Point-labeling examples
--- start ---
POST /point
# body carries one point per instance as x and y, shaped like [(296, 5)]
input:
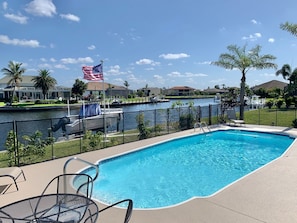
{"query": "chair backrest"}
[(78, 183), (231, 114)]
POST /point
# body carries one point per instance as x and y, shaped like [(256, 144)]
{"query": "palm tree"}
[(244, 60), (126, 84), (78, 89), (14, 72), (287, 74), (290, 27), (285, 71), (44, 82)]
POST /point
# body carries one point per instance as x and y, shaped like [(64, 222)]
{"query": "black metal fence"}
[(21, 145)]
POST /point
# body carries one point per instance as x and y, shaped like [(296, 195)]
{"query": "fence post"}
[(167, 120), (209, 114), (16, 145)]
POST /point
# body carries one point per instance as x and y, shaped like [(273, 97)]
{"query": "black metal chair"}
[(69, 204)]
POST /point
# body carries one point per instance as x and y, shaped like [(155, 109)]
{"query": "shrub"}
[(294, 123), (269, 103), (279, 103)]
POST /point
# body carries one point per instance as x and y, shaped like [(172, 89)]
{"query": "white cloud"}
[(172, 56), (252, 37), (187, 74), (41, 8), (61, 66), (45, 66), (175, 74), (147, 62), (4, 5), (77, 60), (19, 42), (205, 62), (70, 17), (92, 47), (16, 18), (255, 22)]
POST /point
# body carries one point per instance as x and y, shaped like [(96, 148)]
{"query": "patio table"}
[(70, 208)]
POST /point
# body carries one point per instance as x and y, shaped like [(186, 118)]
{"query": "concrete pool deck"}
[(267, 195)]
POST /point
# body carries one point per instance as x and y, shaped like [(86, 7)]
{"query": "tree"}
[(78, 88), (285, 71), (244, 60), (287, 74), (290, 27), (14, 72), (44, 82), (126, 84)]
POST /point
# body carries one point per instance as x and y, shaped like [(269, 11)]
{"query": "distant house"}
[(97, 88), (149, 92), (179, 91), (270, 85), (27, 91), (214, 91)]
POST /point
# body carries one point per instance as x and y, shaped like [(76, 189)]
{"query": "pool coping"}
[(266, 195)]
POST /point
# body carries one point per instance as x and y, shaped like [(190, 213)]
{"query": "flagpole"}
[(104, 105)]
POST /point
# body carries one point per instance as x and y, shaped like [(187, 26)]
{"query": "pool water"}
[(172, 172)]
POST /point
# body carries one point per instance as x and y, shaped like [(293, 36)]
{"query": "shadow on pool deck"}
[(267, 195)]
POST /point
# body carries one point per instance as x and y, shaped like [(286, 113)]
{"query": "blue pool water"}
[(196, 166)]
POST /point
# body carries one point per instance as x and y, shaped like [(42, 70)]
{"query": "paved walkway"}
[(267, 195)]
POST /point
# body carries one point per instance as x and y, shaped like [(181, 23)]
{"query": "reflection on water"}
[(28, 122)]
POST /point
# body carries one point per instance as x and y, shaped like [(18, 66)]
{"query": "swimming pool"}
[(174, 171)]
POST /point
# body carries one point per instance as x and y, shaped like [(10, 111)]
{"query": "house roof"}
[(181, 88), (99, 86), (215, 90), (271, 85), (26, 80)]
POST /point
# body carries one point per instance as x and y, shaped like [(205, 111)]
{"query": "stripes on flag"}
[(93, 73)]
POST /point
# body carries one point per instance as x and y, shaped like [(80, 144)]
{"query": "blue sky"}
[(158, 43)]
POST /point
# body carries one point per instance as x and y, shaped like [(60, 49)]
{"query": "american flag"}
[(93, 73)]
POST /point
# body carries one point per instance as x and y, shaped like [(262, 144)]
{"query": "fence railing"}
[(28, 142)]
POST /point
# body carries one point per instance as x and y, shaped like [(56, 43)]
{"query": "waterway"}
[(25, 115), (28, 122)]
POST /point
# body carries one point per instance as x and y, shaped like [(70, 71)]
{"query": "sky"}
[(156, 43)]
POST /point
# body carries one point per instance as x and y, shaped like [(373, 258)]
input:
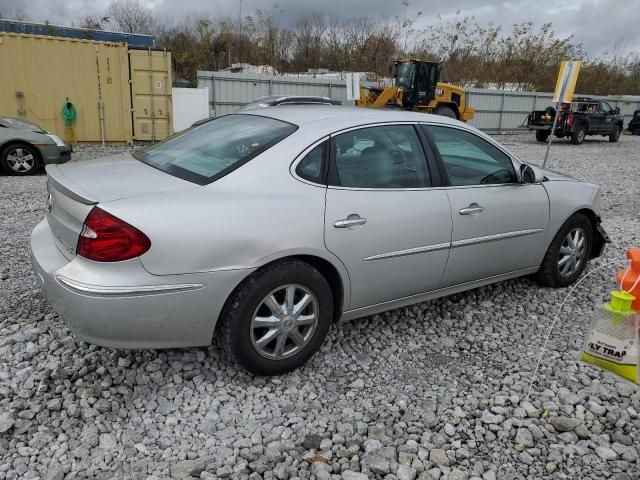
--- end ---
▶ _GOAL_: Format these lines as a JSON list of strings, one string per line, with blank lines omitted. Leave the pictures out of the answer.

▶ _WORKED ANSWER_:
[
  "POST /point",
  "# body carries one point per instance as x and y, shaped like [(296, 5)]",
  "input:",
  "{\"query\": \"chair backrest\"}",
  "[(78, 183), (231, 114)]",
  "POST /point",
  "# body carries one point per instance as x and y, shaped like [(256, 144)]",
  "{\"query\": \"palm tree\"}",
  "[(244, 60), (126, 84), (78, 89), (14, 72), (287, 74), (290, 27), (285, 71), (44, 82)]",
  "POST /point",
  "# body carries one point per instance as x and y, shaped like [(64, 222)]",
  "{\"query\": \"black metal fence\"}",
  "[(21, 145)]",
  "POST /point",
  "# body carries one point per instance as x and y, shaped like [(296, 195)]",
  "{\"query\": \"fence post\"}",
  "[(167, 120), (209, 114), (16, 145)]",
  "POST /point",
  "# body carries one point per instance as x and y, shaped like [(273, 97)]",
  "{\"query\": \"black metal chair\"}",
  "[(69, 204)]",
  "POST /point",
  "# body carries one point per instance as x and y, shaped like [(155, 109)]",
  "{\"query\": \"shrub\"}",
  "[(294, 123), (269, 103), (279, 103)]",
  "POST /point",
  "# body carries one point per instance as x and y, shaped like [(172, 89)]",
  "{\"query\": \"white cloud\"}",
  "[(172, 56), (252, 37), (187, 74), (41, 8), (61, 66), (45, 66), (175, 74), (147, 62), (4, 5), (77, 60), (19, 42), (205, 62), (70, 17), (92, 47), (16, 18), (255, 22)]",
  "POST /point",
  "# body carries one point per instance as x and y, shaped like [(96, 148)]",
  "{\"query\": \"patio table\"}",
  "[(70, 208)]",
  "POST /point",
  "# body carries one point per instance as x and y, shaped like [(186, 118)]",
  "{\"query\": \"concrete pool deck\"}",
  "[(267, 195)]",
  "POST /point",
  "# body carries one point per instance as x and y, shaped like [(86, 7)]",
  "{\"query\": \"tree\"}",
  "[(78, 88), (285, 71), (244, 60), (287, 74), (290, 27), (14, 72), (44, 82), (126, 84)]",
  "POST /point",
  "# body carries one point per instance as x and y, shaped like [(269, 11)]",
  "{\"query\": \"distant house\"}",
  "[(97, 88), (149, 92), (179, 91), (270, 85), (27, 91), (214, 91)]",
  "POST /point",
  "# body carries one point per instance as x and y, shaped like [(76, 189)]",
  "{\"query\": \"pool coping\"}",
  "[(266, 195)]",
  "POST /point",
  "# body carries one point per instance as x and y, shaped like [(190, 213)]",
  "{\"query\": \"flagpole\"}",
  "[(104, 105)]",
  "POST /point",
  "# body carries one point per instance as x and y, shaped like [(187, 26)]",
  "{\"query\": \"pool water\"}",
  "[(172, 172)]",
  "POST /point",
  "# body carries one point per instance as x and y, shaped like [(293, 36)]",
  "{\"query\": \"shadow on pool deck\"}",
  "[(267, 195)]",
  "POST /point",
  "# body carries one point per instance as x and y, shaped like [(286, 113)]",
  "{\"query\": \"blue pool water\"}",
  "[(196, 166)]",
  "POST /point",
  "# body carries one point per instance as x and y, shaped like [(42, 70)]",
  "{\"query\": \"paved walkway\"}",
  "[(267, 195)]",
  "POST /point",
  "# body carries one point per instance as x and y, shaped like [(181, 23)]",
  "{\"query\": \"reflection on water\"}",
  "[(28, 122)]",
  "POST /point",
  "# body carries one point per instance as x and y, shaped like [(18, 66)]",
  "{\"query\": \"swimming pool\"}",
  "[(174, 171)]",
  "POST /point",
  "# body carries one point per instance as x and y, shaped like [(10, 111)]",
  "{\"query\": \"house roof\"}",
  "[(181, 88), (99, 86), (215, 90), (271, 85), (26, 80)]",
  "POST /point",
  "# body carries one point per instance as x and y, shaped like [(205, 111)]",
  "{\"query\": \"stripes on flag\"}",
  "[(93, 73)]",
  "POST /point",
  "# body carries one point per instance as x and y, shaped like [(80, 144)]",
  "{\"query\": \"blue sky\"}",
  "[(158, 43)]",
  "POST /point",
  "# body carries one point per instance as x and y, shaped like [(60, 49)]",
  "{\"query\": \"american flag\"}",
  "[(93, 73)]",
  "POST /point",
  "# body carries one point per instance as x and y, shaped like [(262, 144)]",
  "{\"query\": \"fence railing\"}",
  "[(28, 142)]",
  "POST /point",
  "# body carries one point per instance as x and y, shaped like [(56, 43)]",
  "{\"query\": \"waterway\"}",
  "[(25, 115), (28, 122)]",
  "POST /point",
  "# body carries one point per instance as x and y, shaped like [(70, 71)]",
  "{\"query\": \"sky\"}",
  "[(156, 43)]",
  "POST /point",
  "# body carries one point per instance as x and y, shaped like [(373, 258)]",
  "input:"
]